Zucchini Muffins

These delicious and healthy muffins offer a great way to use what many gardeners count as one of their favorite, and most abundant, vegetables. With no refined sugar, plus extra fiber and protein, these tasty treats pack a powerful nutritional wallop.

These delicious and healthy muffins offer a great way to use what many gardeners count as one of their favorite, and most abundant, vegetables. With no refined sugar, plus extra fiber and protein, these tasty treats pack a powerful nutritional wallop.

  • 3 eggs (or equivalent egg substitute)
  • ½ cup canola or coconut oil
  • ½ cup no-added-sugar applesauce
  • 2 teaspoons vanilla
  • 1 single-serve carton plain or vanilla Greek yogurt
  • ½ cup agave syrup
  • 3 cups shredded zucchini (one medium to large squash)
  • ½ cup bran flakes cereal (crushed to fairly fine texture)
  • 1 ½ cups whole-wheat flour
  • 1 ½ cups all-purpose white flour
  • 1 teaspoon salt
  • 1 teaspoon baking soda
  • 1 teaspoon cinnamon
  • ½ cup walnuts, chopped (optional)
  • 1 cup dried raisins, currants or cranberries (optional)

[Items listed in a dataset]
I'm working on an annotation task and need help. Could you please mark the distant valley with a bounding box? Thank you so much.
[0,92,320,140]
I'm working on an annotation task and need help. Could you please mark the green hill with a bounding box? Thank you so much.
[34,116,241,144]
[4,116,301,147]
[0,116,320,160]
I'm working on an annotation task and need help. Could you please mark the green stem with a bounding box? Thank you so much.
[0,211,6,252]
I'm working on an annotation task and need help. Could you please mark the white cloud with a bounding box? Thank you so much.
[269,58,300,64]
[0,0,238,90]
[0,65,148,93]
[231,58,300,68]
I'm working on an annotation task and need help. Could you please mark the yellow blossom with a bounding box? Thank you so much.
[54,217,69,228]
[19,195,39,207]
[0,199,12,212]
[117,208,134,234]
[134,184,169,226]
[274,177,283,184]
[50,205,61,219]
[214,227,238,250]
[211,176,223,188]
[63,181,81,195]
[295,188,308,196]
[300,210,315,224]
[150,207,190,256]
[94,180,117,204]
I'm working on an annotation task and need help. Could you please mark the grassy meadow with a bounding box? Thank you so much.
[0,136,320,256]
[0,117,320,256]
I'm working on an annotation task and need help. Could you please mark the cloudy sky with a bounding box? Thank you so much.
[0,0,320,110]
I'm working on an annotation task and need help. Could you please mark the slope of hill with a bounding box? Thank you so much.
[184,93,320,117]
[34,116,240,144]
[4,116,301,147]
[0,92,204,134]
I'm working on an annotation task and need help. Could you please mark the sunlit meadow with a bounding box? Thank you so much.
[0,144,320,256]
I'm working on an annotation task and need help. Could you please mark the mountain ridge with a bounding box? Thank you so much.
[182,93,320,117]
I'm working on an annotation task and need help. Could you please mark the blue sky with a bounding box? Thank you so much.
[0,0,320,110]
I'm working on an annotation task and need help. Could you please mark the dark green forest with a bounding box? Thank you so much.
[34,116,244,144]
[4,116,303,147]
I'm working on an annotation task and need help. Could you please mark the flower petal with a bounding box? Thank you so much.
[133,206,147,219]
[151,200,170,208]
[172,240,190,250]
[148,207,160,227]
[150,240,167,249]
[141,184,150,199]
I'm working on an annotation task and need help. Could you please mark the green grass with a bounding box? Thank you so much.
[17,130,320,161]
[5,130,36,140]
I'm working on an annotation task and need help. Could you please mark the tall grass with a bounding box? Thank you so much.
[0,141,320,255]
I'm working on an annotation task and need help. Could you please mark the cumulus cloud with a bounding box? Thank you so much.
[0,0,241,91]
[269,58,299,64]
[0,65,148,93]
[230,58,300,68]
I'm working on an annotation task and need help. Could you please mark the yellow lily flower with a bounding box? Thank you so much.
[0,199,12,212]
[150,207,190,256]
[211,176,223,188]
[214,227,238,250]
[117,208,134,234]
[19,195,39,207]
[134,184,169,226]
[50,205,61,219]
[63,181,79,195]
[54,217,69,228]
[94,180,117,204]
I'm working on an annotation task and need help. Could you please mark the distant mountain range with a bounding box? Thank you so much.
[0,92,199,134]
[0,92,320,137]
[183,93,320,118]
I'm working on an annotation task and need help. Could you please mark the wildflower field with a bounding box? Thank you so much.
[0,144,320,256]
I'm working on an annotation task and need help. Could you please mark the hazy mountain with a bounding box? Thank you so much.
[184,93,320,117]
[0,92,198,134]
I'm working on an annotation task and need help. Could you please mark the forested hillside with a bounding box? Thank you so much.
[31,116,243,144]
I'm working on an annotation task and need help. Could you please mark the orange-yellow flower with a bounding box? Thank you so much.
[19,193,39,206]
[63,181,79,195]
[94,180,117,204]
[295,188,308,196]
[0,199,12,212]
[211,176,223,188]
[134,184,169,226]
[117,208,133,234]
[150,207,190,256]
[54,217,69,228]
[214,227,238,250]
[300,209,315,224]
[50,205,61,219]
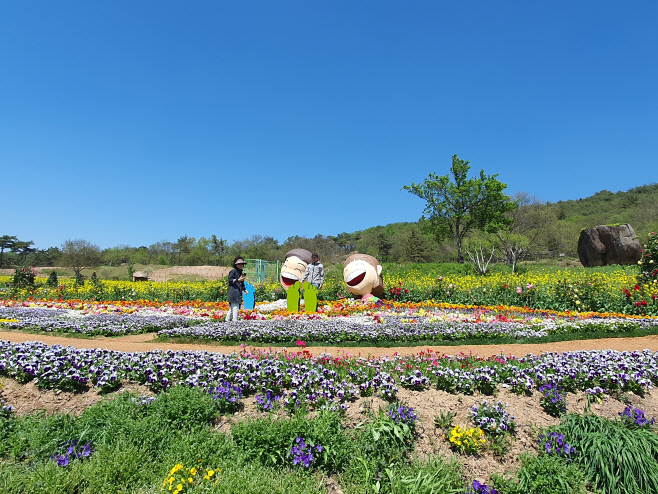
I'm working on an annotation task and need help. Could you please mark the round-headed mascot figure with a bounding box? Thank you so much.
[343,254,384,297]
[279,249,311,290]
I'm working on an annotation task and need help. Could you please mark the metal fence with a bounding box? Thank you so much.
[244,259,280,283]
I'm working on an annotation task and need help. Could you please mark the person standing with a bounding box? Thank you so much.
[226,256,249,321]
[301,254,324,290]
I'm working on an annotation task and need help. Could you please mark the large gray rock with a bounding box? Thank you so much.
[578,224,642,268]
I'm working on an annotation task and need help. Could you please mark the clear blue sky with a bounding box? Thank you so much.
[0,0,658,248]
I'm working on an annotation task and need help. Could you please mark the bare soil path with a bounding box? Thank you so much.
[0,331,658,357]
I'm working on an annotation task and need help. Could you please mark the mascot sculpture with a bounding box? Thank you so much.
[343,254,384,299]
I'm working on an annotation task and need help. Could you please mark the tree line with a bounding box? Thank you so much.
[5,155,658,268]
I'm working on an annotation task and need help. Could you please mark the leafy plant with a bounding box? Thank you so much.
[50,439,94,467]
[470,400,516,436]
[492,453,587,494]
[46,271,59,288]
[539,432,578,461]
[558,414,658,494]
[11,266,37,290]
[254,389,281,412]
[385,457,463,494]
[448,425,487,455]
[434,410,457,430]
[619,407,656,429]
[466,480,498,494]
[231,411,357,473]
[387,403,418,434]
[539,384,567,417]
[637,232,658,285]
[162,460,220,494]
[208,381,242,413]
[288,437,322,468]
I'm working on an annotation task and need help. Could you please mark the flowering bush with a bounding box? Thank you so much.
[637,232,658,285]
[466,480,498,494]
[387,403,418,431]
[471,400,516,436]
[208,381,242,413]
[539,432,578,460]
[0,384,14,419]
[288,437,322,468]
[448,425,487,455]
[130,395,155,406]
[11,266,37,290]
[162,460,220,494]
[50,439,94,467]
[254,389,281,412]
[539,384,567,417]
[619,407,656,429]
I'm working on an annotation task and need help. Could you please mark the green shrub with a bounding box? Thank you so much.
[558,414,658,494]
[148,386,219,430]
[231,412,354,473]
[46,271,59,288]
[492,453,587,494]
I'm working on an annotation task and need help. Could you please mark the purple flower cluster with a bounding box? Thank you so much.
[0,307,198,336]
[289,437,322,468]
[208,381,242,412]
[466,480,498,494]
[130,395,155,406]
[539,432,578,460]
[388,403,418,428]
[158,316,548,343]
[539,384,567,417]
[0,340,658,410]
[50,439,94,467]
[254,389,281,412]
[619,407,656,428]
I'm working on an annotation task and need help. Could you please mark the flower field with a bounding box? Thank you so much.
[5,300,658,345]
[0,341,658,493]
[0,256,658,494]
[0,261,658,315]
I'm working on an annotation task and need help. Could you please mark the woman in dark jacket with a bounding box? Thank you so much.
[226,256,248,321]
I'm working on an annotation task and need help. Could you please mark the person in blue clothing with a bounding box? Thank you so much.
[226,256,249,321]
[301,254,324,290]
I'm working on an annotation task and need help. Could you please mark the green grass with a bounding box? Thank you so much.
[0,387,463,494]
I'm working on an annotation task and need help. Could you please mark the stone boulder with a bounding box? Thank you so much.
[578,224,642,268]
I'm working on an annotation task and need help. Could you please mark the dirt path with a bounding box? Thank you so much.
[0,331,658,357]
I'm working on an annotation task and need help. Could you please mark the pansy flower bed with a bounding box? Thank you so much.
[0,306,198,336]
[0,301,658,344]
[0,340,658,408]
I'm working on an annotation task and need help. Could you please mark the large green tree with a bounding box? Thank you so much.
[0,235,19,268]
[403,155,517,263]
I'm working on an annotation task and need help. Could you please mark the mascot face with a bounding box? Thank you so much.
[280,256,308,290]
[343,259,382,295]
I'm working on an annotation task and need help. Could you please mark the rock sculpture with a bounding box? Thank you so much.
[578,224,642,267]
[343,254,384,297]
[279,249,311,290]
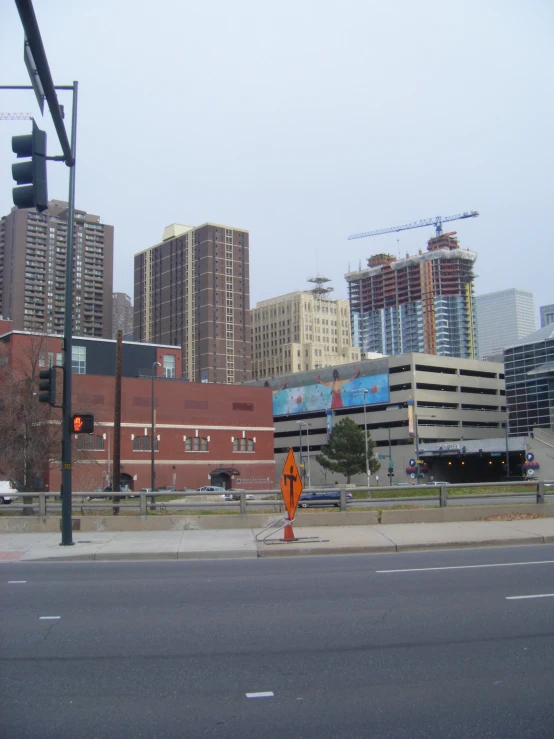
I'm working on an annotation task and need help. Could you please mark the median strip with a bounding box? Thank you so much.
[375,559,554,575]
[245,691,274,698]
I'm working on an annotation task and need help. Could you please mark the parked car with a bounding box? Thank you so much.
[84,485,135,502]
[298,491,352,508]
[219,489,255,500]
[0,480,19,505]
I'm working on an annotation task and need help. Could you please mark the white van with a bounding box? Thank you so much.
[0,480,19,505]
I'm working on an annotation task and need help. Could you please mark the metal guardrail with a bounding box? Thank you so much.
[0,480,554,517]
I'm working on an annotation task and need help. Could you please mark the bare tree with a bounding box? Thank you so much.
[0,336,61,513]
[0,335,108,515]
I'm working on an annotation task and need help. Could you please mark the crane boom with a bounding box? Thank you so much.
[348,210,479,241]
[0,113,33,121]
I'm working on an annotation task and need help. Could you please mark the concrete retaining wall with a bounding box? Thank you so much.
[0,503,554,534]
[0,511,379,534]
[381,503,554,523]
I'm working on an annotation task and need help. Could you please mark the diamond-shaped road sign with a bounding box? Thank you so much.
[280,449,303,521]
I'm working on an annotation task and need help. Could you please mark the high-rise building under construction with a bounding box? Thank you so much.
[345,231,478,359]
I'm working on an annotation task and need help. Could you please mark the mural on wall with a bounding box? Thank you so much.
[273,367,389,416]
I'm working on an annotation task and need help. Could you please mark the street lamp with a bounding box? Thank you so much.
[150,362,162,504]
[296,421,312,487]
[364,387,368,498]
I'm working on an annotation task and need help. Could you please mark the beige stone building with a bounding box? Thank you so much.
[252,277,360,379]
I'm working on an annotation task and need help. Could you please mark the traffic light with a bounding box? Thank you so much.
[71,413,94,434]
[12,121,48,212]
[38,367,56,405]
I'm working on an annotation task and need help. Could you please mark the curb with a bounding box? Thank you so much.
[10,534,554,562]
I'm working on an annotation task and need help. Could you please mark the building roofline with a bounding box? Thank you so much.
[0,330,181,351]
[134,221,250,257]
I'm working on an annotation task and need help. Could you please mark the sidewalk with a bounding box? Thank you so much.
[0,518,554,564]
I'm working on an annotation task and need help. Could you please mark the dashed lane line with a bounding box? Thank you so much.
[375,559,554,575]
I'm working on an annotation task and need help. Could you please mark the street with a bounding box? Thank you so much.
[0,545,554,739]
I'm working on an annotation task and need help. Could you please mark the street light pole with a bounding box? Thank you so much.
[364,388,370,498]
[150,362,162,504]
[389,426,393,487]
[296,421,312,487]
[414,413,419,485]
[504,421,510,477]
[297,421,312,487]
[297,421,306,480]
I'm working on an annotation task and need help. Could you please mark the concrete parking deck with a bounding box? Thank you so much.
[0,518,554,562]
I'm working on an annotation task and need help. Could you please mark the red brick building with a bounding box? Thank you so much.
[0,324,275,491]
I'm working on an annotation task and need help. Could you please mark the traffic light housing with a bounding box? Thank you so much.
[71,413,94,434]
[38,367,56,405]
[12,121,48,212]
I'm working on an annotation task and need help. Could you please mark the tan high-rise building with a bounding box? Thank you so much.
[0,200,113,339]
[133,223,252,383]
[252,277,360,380]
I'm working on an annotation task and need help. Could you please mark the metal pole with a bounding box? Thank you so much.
[414,413,419,485]
[61,81,79,547]
[298,421,306,482]
[389,426,393,486]
[504,421,510,477]
[150,362,161,505]
[306,423,312,487]
[364,388,370,496]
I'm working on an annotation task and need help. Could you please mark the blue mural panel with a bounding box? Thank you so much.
[273,370,389,416]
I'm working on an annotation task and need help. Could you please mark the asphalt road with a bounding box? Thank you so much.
[0,545,554,739]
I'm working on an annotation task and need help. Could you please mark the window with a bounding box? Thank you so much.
[185,436,208,452]
[163,354,175,377]
[71,346,87,375]
[77,434,94,451]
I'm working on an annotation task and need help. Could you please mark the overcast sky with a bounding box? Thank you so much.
[0,0,554,327]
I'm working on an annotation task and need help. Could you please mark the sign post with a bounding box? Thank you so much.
[280,449,303,541]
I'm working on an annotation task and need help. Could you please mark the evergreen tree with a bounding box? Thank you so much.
[316,418,381,483]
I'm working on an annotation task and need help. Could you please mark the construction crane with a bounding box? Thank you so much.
[0,113,33,121]
[348,210,479,241]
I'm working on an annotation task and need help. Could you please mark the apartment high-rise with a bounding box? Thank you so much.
[112,293,133,339]
[133,223,252,383]
[475,287,536,359]
[540,304,554,328]
[345,231,477,359]
[252,277,360,380]
[0,200,113,339]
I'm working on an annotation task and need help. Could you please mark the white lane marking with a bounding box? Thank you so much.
[246,691,274,698]
[375,559,554,574]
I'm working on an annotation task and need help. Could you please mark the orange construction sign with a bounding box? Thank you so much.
[280,449,304,521]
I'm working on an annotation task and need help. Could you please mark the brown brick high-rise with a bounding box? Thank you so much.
[0,200,113,339]
[133,223,252,384]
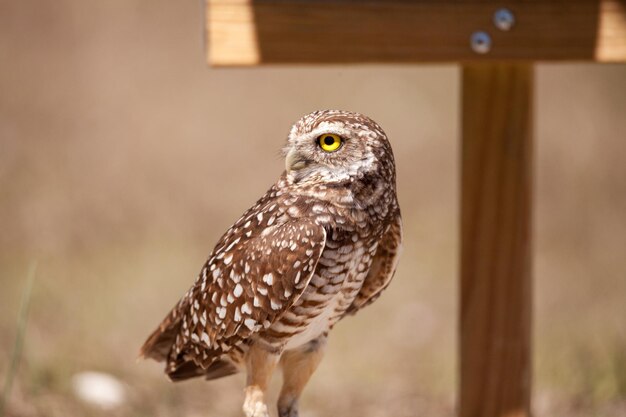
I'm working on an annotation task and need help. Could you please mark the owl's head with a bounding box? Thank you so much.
[284,110,395,183]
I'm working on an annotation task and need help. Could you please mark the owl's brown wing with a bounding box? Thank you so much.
[346,213,402,314]
[141,218,326,378]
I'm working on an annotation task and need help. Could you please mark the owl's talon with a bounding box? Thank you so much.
[243,386,269,417]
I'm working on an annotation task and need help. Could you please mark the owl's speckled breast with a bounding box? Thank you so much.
[260,218,378,350]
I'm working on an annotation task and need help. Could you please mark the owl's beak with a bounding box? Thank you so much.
[285,149,310,173]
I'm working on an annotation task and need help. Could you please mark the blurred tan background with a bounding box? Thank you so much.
[0,0,626,417]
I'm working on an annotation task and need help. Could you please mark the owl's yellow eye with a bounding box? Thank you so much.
[317,133,343,152]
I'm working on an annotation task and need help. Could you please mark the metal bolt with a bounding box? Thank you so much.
[493,7,515,31]
[470,30,491,54]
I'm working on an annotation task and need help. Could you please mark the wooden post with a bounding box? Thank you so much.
[459,63,533,417]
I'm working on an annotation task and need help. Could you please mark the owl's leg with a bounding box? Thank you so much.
[243,343,280,417]
[278,334,326,417]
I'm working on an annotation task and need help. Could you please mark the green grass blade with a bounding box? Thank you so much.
[0,261,38,417]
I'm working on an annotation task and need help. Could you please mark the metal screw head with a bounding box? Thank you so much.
[493,7,515,31]
[470,30,491,54]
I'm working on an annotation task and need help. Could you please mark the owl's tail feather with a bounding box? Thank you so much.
[167,359,239,382]
[139,313,181,362]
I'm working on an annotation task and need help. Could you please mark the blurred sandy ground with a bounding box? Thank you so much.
[0,0,626,416]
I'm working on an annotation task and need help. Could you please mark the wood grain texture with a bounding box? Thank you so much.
[206,0,626,66]
[459,64,533,417]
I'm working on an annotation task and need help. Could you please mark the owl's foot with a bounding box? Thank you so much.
[278,398,298,417]
[243,385,269,417]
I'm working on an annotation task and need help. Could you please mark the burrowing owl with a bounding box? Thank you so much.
[141,110,402,417]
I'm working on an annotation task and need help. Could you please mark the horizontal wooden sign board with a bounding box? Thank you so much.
[206,0,626,66]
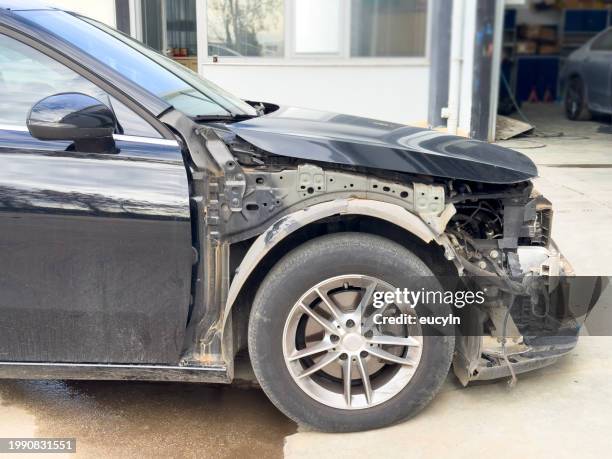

→ **TASK INSTRUCTIONS**
Carry on the zucchini muffin recipe from its last line, picking up right after the final ingredient.

→ **RESPONSE TO THE TASK**
Heat oven to 325 degrees. Prepare muffin pans with paper liners or nonstick spray. Mix all wet ingredients (first six ingredients) together in a large bowl with a hand mixer. Stir in shredded zucchini and crushed cereal. Let stand about 10 minutes to soften cereal as you measure and prepare dry ingredients.

Mix the five dry ingredients together well in a separate bowl or on a paper plate. Add dry ingredients to wet mixture. Mix well with a large spoon. Fold in optional nuts and dried fruit if you’re using them.

Scoop muffin batter into prepared pans. Standard size pans will make 18 to 24 muffins. Bake standard-size muffins about 20 minutes (adjust and lessen bake time as needed for smaller-sized muffins).